▸ **Your objective**
Output each entry exactly; skip nothing.
## Begin Rows
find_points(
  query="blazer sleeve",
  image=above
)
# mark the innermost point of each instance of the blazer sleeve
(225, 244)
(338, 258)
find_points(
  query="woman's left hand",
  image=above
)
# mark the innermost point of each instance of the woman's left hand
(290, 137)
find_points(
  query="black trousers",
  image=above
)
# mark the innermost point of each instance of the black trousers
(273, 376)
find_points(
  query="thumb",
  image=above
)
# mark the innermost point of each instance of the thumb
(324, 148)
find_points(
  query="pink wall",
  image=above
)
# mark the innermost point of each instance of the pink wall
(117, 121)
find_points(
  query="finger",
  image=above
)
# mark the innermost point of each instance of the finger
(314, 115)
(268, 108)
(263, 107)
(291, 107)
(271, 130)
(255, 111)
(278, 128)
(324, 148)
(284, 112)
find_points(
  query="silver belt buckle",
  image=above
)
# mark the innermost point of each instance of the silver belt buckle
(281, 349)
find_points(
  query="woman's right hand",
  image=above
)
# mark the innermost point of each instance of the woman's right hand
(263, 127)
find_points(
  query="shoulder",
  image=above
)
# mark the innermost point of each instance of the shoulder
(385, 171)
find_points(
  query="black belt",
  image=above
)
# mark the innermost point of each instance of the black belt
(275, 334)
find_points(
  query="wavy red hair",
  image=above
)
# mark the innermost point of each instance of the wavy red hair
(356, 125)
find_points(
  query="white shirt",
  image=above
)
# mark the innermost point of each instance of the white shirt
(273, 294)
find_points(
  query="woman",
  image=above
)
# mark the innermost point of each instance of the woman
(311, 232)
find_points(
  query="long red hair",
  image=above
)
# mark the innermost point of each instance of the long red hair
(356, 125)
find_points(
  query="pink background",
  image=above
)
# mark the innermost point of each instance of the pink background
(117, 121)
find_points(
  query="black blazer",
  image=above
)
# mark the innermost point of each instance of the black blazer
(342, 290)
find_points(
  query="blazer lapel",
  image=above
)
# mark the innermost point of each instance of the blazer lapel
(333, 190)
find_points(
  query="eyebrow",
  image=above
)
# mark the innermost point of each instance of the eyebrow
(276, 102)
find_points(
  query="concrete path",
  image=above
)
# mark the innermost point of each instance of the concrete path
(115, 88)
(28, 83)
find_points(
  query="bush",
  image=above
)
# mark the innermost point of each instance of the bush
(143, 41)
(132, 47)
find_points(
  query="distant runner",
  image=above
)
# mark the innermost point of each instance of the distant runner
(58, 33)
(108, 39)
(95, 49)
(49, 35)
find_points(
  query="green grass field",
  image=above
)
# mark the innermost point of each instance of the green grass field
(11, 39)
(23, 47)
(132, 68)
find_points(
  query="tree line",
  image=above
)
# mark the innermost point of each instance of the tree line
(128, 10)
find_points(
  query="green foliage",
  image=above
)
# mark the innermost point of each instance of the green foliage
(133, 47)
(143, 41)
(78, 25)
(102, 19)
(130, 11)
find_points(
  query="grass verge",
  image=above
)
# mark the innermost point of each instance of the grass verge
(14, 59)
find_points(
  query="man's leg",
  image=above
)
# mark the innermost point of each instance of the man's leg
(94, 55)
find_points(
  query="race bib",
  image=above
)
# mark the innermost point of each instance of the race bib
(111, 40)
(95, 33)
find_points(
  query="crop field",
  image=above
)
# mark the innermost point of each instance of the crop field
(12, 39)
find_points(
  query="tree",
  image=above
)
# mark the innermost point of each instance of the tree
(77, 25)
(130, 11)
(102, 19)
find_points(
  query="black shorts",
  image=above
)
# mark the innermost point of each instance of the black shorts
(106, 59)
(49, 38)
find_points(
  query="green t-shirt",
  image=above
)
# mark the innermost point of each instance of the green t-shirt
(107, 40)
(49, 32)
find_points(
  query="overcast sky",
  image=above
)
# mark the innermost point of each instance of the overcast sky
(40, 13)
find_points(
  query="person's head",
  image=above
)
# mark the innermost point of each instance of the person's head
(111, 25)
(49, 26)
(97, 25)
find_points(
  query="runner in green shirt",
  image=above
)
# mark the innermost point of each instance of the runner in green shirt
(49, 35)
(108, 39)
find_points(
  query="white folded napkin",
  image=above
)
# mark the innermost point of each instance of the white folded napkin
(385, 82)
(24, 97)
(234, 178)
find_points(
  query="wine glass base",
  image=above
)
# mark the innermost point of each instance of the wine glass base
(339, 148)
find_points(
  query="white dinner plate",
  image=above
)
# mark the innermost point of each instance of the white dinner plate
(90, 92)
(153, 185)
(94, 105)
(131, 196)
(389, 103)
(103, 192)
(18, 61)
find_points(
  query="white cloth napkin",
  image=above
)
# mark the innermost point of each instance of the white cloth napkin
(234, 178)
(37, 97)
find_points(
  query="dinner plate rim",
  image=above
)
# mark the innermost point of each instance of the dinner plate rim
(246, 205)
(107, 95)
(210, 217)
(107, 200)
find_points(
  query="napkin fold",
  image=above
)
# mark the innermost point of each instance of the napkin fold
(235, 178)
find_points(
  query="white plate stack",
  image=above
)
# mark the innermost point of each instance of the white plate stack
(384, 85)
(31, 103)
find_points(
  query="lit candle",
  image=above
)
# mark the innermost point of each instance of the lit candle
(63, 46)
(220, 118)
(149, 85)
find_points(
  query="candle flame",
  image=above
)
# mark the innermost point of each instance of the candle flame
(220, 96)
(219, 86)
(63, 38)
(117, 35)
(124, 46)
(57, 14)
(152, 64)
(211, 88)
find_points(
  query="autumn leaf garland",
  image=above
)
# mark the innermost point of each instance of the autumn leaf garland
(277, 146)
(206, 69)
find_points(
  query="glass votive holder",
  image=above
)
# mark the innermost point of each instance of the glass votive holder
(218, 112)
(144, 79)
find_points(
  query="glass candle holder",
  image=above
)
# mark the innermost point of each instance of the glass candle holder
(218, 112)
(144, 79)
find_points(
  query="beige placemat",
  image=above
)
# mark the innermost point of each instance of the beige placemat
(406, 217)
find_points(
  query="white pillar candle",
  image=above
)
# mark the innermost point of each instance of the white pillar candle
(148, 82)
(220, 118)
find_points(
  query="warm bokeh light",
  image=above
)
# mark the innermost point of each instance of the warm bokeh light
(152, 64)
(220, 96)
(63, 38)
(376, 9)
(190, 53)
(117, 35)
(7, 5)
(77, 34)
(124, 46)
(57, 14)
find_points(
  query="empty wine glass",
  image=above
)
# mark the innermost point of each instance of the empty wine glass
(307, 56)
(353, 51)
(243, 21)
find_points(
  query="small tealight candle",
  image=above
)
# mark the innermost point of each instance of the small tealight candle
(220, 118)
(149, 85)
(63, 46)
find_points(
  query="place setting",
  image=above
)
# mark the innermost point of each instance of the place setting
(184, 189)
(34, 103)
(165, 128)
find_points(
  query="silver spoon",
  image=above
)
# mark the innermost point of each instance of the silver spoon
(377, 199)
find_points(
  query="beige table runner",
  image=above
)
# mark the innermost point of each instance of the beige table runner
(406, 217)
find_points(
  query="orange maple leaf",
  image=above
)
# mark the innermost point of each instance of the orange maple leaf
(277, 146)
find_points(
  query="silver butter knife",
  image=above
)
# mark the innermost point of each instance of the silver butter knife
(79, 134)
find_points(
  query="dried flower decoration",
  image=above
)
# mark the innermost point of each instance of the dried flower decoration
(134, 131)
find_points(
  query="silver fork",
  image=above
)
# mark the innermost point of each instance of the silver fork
## End Rows
▸ **Written response**
find_points(
  query="blazer sleeve",
  image=above
)
# mark the innermost point of each instance of the blazer sleeve
(225, 244)
(338, 258)
find_points(
  query="woman's left hand",
  image=above
)
# mark the innermost point of each instance of the woman's left hand
(290, 137)
find_points(
  query="black trousers",
  image=above
)
# mark the innermost point of each instance of the black trousers
(273, 376)
find_points(
  query="thumb",
  image=above
)
# mark the innermost point of each instance of the thumb
(324, 148)
find_points(
  query="pink wall",
  image=above
)
# mark the innermost point of each instance of the pink wall
(117, 121)
find_points(
  query="finger",
  image=above
)
# mark the innermost point of each instance of the finger
(314, 115)
(268, 108)
(263, 107)
(291, 107)
(271, 130)
(255, 111)
(278, 128)
(324, 148)
(284, 112)
find_points(
  query="silver belt buckle",
  image=above
)
# mark the innermost point of each instance of the silver belt buckle
(281, 349)
find_points(
  query="woman's right hand",
  image=above
)
# mark the innermost point of each instance of the woman's right hand
(263, 127)
find_points(
  query="shoulder",
  image=above
)
# mark the innermost point of each instance of the shoulder
(385, 171)
find_points(
  query="black belt",
  image=above
)
# mark the innermost point of each instance of the black belt
(275, 334)
find_points(
  query="wavy red hair",
  image=above
)
# mark the innermost point of each instance of the wavy red hair
(356, 125)
find_points(
  query="white shirt",
  image=above
)
# mark the innermost point of each instance of the white shirt
(273, 294)
find_points(
  query="woman",
  image=above
)
# mark the innermost point of each instance of the woman
(311, 232)
find_points(
  query="long red hair",
  image=above
)
# mark the innermost point of each instance of the long red hair
(356, 125)
find_points(
  query="pink background",
  image=above
)
# mark the innermost point of each instance of the pink background
(117, 121)
find_points(
  query="black blazer",
  image=above
)
# mark the innermost point of each instance of the black blazer
(342, 290)
find_points(
  query="blazer lapel",
  image=above
)
# mark the innermost point of each instance of the blazer lapel
(333, 190)
find_points(
  query="eyebrow",
  image=above
)
# mark the innermost point of each instance of the eyebrow
(276, 102)
find_points(
  query="concrete path",
  image=above
)
# mark the innermost point of each instance of the concrete path
(115, 88)
(28, 83)
find_points(
  query="bush",
  image=above
)
# mark the innermost point of each instance of the bush
(143, 41)
(132, 47)
find_points(
  query="distant runner",
  image=above
)
# mark the innermost point of each instance of the distant runner
(58, 33)
(108, 39)
(95, 49)
(49, 35)
find_points(
  query="green grass field",
  image=above
)
# mark the innermost point of each instance of the green grass field
(11, 39)
(23, 47)
(132, 68)
find_points(
  query="tree line",
  image=above
)
# mark the innermost point of each instance of the tree line
(128, 10)
find_points(
  query="green foliage",
  image=above
)
# mark the innermost point of each instance of the green foliage
(133, 47)
(143, 41)
(78, 25)
(102, 19)
(130, 11)
find_points(
  query="grass verge",
  image=above
)
# mark the innermost point of each instance of the grass verge
(14, 59)
find_points(
  query="man's leg",
  image=above
)
# mark the innermost point of each instance of the man's leg
(94, 55)
find_points(
  query="race bib",
  image=above
)
# mark the innermost point of each instance of the race bib
(111, 40)
(95, 33)
find_points(
  query="crop field",
  image=above
)
# mark the innermost point of each instance of the crop field
(12, 39)
find_points(
  query="tree",
  image=above
)
# mark the innermost point of each instance of the tree
(77, 25)
(130, 11)
(102, 19)
find_points(
  query="black shorts",
  image=above
)
# mark the innermost point of each instance of the black shorts
(106, 59)
(49, 38)
find_points(
  query="green t-shirt",
  image=above
)
# mark the innermost point of each instance of the green t-shirt
(107, 40)
(49, 32)
find_points(
  query="overcast sky",
  image=above
)
# mark the innermost point of each instance of the overcast sky
(40, 13)
find_points(
  query="person's head",
  image=above
)
# mark the innermost point of each instance of the person's head
(111, 25)
(49, 26)
(97, 25)
find_points(
  query="runner in green shirt",
  image=above
)
# mark the innermost point of each instance of the runner in green shirt
(49, 35)
(108, 39)
find_points(
  query="white folded napkin",
  image=above
)
# mark the innermost point of each instance of the white folded napkin
(385, 82)
(24, 97)
(234, 178)
find_points(
  query="wine glass base",
  image=above
)
# mark the innermost point of each instance of the wine glass base
(339, 148)
find_points(
  query="white dinner plate",
  image=above
)
# mark the innermost point of each instance of the white dinner plate
(90, 92)
(153, 185)
(94, 105)
(131, 196)
(389, 103)
(103, 192)
(18, 61)
find_points(
  query="white cloth napkin",
  image=above
)
# mark the innermost point of each instance of the white cloth napkin
(234, 178)
(37, 97)
find_points(
  query="dinner plate rim",
  image=above
)
# mark the innermost point of each instance of the dinner plate rim
(246, 205)
(107, 95)
(210, 217)
(107, 200)
find_points(
  query="napkin fold",
  image=above
)
# mark the innermost point of each instance of the napkin fold
(235, 178)
find_points(
  query="white plate stack",
  image=above
)
# mark the innermost point of each instance of the white plate stack
(384, 85)
(31, 103)
find_points(
  query="lit candle",
  image=above
)
# mark the innermost point of each instance of the lit candle
(63, 46)
(220, 118)
(149, 85)
find_points(
  query="candle flame",
  image=above
)
# mark the innermost point of each instance of the candle flame
(220, 96)
(219, 86)
(63, 38)
(117, 35)
(124, 46)
(57, 14)
(152, 64)
(211, 88)
find_points(
  query="autumn leaf garland",
  image=above
)
# mark the innermost point of each instance of the autumn leaf garland
(277, 146)
(206, 69)
find_points(
  query="glass votive holder",
  image=above
)
# mark the innermost point of each instance of the glass votive holder
(218, 112)
(144, 79)
find_points(
  query="glass candle holder",
  image=above
)
# mark the innermost point of each instance of the glass candle holder
(218, 112)
(144, 79)
find_points(
  query="beige placemat",
  image=above
)
# mark the innermost point of each instance of the beige placemat
(406, 217)
find_points(
  query="white pillar candle",
  image=above
)
# mark the innermost point of each instance of the white pillar candle
(148, 82)
(220, 118)
find_points(
  query="warm bokeh light",
  image=above
)
# mark the innermost point of each instance of the warm bokeh light
(152, 64)
(220, 96)
(63, 38)
(376, 9)
(190, 53)
(117, 35)
(7, 5)
(77, 34)
(124, 46)
(57, 14)
find_points(
  query="empty wine glass",
  image=above
)
# mark the innermost point of each instance of the empty wine glass
(307, 56)
(353, 51)
(243, 21)
find_points(
  query="small tealight candle",
  image=above
)
# mark the innermost point of each instance of the small tealight candle
(220, 118)
(149, 85)
(63, 46)
find_points(
  query="place setting",
  image=above
)
# mark the innermost point of each instance of the place setting
(184, 189)
(34, 103)
(165, 128)
find_points(
  query="silver spoon",
  image=above
)
# mark the innermost point of each instance of the silver spoon
(377, 199)
find_points(
  query="beige table runner",
  image=above
)
# mark the innermost point of each instance of the beige table runner
(406, 217)
find_points(
  query="orange maple leaf",
  image=above
)
# mark the innermost point of each instance of the orange maple leaf
(277, 146)
find_points(
  query="silver butter knife",
  image=above
)
# mark the innermost point of each instance of the silver butter knife
(79, 134)
find_points(
  query="dried flower decoration",
  image=above
)
# mark the innermost point of each instance of the dried flower decoration
(134, 131)
find_points(
  query="silver fork",
  image=above
)
# mark the innermost point of each instance of the silver fork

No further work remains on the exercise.